Passage:
···

Opposition isn’t just brewing overseas. Obama, though he’s cozy with big labor interests, quietly started pushing the secretive TPP on an unsuspecting U.S. public in 2008 with an ambitious Asia-Pacific free trade region that would cover 40 percent of global economic output representing about one-third of world trade. The countries at the table so far include: Australia, Brunei, Canada, Chile, Japan, Malaysia, Mexico, New Zealand, Peru, Singapore, the United States and Vietnam. The TPP is expected to be a ‘docking agreement,’ leaving the door open for more nations to join with Thailand, the Philippines, South Korea and others already expressing some interest.

Keeping the public in the dark

None of the TPP negotiations or documents has been made public. Yet 600 corporate lobbyists have been named official ‘advisors,’ giving them access to both documents and negotiators. Some of the multinational companies involved are Walmart, Cargill, Monsanto and Chevron, with the U.S. Chamber of Commerce leading the charge for its “top legislative priority.” The challenge facing the conservative movement today remains this conflict between the global elites, represented by the establishment Republicans and their multinational allies, and the grassroots, represented by the tea party organizations.

According to the liberal-left Citizens Trade Campaign, which seeks a ‘fair deal’ or ‘no deal’ with respect to labor and environmental issues, these corporate interests are seeking new access to cheap labor (Vietnamese workers are paid one-third that of Chinese workers), the ability to skirt environmental laws, longer drug patents (delaying the production of low-cost generic drugs), financial de-regulation (preventing regulations that could stave off ‘too big to fail’ bailouts), caps on food safety protections (i.e. – limit liability for pesticides and genetically modified foods), concentration and hence control of global food supplies (making ‘buy local’ initiatives harder), and tax advantages.

···

Entries supplied:
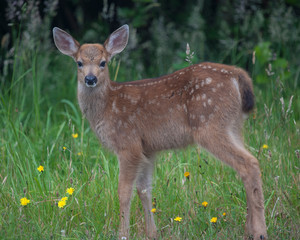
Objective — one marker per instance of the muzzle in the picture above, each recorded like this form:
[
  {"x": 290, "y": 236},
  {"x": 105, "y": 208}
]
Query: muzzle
[{"x": 90, "y": 80}]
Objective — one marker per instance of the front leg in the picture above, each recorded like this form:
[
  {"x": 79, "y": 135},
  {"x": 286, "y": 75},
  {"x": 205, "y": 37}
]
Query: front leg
[{"x": 129, "y": 164}]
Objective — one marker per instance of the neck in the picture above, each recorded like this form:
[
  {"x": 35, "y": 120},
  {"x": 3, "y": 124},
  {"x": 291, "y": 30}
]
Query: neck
[{"x": 92, "y": 101}]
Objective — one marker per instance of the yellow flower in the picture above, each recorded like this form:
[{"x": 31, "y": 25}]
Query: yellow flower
[
  {"x": 61, "y": 204},
  {"x": 64, "y": 199},
  {"x": 75, "y": 135},
  {"x": 70, "y": 191},
  {"x": 40, "y": 168},
  {"x": 24, "y": 201},
  {"x": 265, "y": 146}
]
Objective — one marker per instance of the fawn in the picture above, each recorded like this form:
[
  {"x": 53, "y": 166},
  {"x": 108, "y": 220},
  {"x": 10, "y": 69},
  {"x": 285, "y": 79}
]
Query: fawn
[{"x": 202, "y": 104}]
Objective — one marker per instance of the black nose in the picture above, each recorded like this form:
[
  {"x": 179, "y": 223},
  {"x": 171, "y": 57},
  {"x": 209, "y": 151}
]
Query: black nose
[{"x": 90, "y": 80}]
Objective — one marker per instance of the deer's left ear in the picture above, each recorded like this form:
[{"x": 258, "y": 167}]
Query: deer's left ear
[{"x": 117, "y": 41}]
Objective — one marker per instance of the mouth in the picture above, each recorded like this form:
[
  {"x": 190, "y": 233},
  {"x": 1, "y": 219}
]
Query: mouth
[{"x": 91, "y": 85}]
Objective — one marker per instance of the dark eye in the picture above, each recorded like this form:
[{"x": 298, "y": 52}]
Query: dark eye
[{"x": 102, "y": 64}]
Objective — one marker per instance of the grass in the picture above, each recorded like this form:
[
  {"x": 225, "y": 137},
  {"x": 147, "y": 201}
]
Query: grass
[{"x": 39, "y": 114}]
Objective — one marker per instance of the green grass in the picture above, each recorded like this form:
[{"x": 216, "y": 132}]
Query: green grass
[{"x": 39, "y": 114}]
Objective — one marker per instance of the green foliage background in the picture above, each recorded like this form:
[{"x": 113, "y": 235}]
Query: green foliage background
[{"x": 39, "y": 113}]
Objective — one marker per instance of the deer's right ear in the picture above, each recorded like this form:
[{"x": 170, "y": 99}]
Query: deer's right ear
[{"x": 65, "y": 42}]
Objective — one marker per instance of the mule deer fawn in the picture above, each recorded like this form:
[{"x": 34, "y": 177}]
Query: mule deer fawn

···

Problem description: How many corporate lobbyists does the TPP passage say have been named official advisors? Please rely only on the TPP passage, not the records.

Solution to this exercise: 600